Il caso di Mirafiori. Ecco Mirafiori, oggi, la punta di un iceberg che cresce. Abbiamo parlato con insegnanti in pensione che ricordano con nostalgia gli anni della «grande Fiat», del vociare confuso nei corridoi e nei cortili, dei treni del sole, dei doppi turni. Tutto finito. Dove le aule erano piene, ora spiccano i segni dell’abbandono.
Ovvio, parte la razionalizzazione: tre scuole chiuse per un totale di 260 posti. Ma non basta, quest’anno restano circa 400 posti vuoti tra comunali e statali e oltre 400 nelle paritarie, circa 900. L’inizio di una terremoto. La diminuzione dei ragazzi è costatante, continua, inarrestabile.
Arriveremo a superare i 2.500 posti vuoti solo nelle scuole d’infanzia per poi salire negli altri gradini delle scuole. Non c’è solo la malinconia delle insegnanti che hanno gestito con mille sacrifici il periodo del boom, c’è una città che deve correre ai ripari.

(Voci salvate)
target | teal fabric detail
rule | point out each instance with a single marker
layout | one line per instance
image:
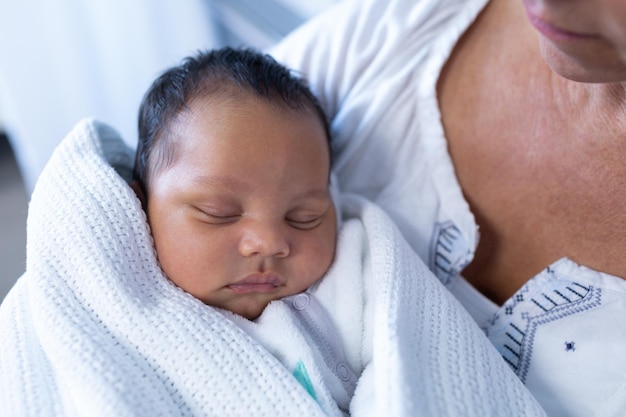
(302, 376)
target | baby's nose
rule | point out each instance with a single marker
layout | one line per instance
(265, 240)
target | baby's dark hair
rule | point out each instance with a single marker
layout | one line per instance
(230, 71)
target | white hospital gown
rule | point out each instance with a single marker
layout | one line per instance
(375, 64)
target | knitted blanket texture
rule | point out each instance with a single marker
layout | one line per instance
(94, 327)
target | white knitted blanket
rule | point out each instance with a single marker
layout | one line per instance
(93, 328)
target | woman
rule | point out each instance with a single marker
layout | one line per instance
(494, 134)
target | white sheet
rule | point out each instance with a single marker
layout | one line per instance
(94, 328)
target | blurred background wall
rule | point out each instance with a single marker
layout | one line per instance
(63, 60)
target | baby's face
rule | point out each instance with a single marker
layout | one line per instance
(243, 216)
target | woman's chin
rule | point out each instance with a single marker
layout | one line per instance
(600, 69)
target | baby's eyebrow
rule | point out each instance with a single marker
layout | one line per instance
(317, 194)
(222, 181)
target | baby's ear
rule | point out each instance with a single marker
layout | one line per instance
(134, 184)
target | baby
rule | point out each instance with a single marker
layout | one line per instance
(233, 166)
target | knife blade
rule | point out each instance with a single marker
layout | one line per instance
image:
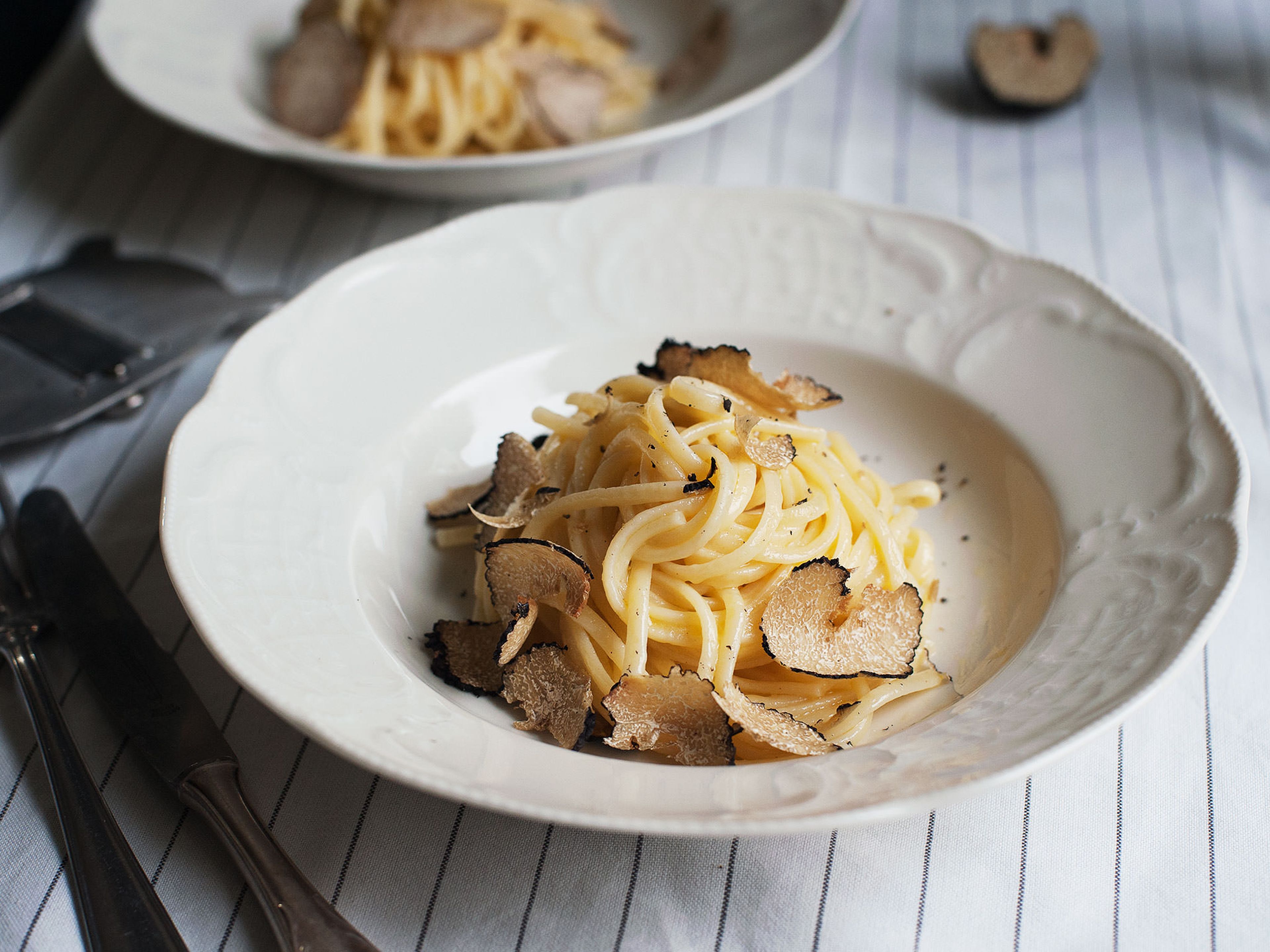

## Compiti
#1 Secondo il brano su Mirafiori, quante scuole sono state chiuse e per quanti posti complessivi?
#2 Continua il brano sul calo degli alunni nelle scuole di Mirafiori, riprendendo subito dopo la sua ultima frase.

## Risposte in ordine
#1 Tre scuole, per un totale di 260 posti.

#2
La tristezza è quella di chi ha visto la fine di un mondo, di quel mondo: gli insegnanti a Mirafiori come in Barriera Milano o a Santa Rita i quartieri simbolo del boom economico degli anni ’60. Mirafiori. Il villaggio intorno alla grande fabbrica. Palazzoni di case popolari tirate su in pochi mesi, lì dove c’erano campi e mucche e pecore al pascolo. Il nuovo inizio di migliaia di famiglie.
Allora le strutture scolastiche non erano in grado di affrontare la situazione. La popolazione era troppa. Si facevano anche i tripli turni. E al momento delle iscrizioni c’erano file lunghissime in segreteria. Una processione di mamme. Le classi erano tantissime.
Fu un vero terremoto sociale. Nuove case, nuovi quartieri, nuove scuole. In alcuni anni, le sezioni arrivarono alla lettera U. C’era un grande entusiasmo, unito alla convinzione che si stesse costruendo qualcosa di grande. Si pensava che la scuola fosse l’elemento centrale per risolvere i problemi. Poi piano, piano le cose cambiarono e le sezioni diminuirono. Oggi sono ridotte al lumicino.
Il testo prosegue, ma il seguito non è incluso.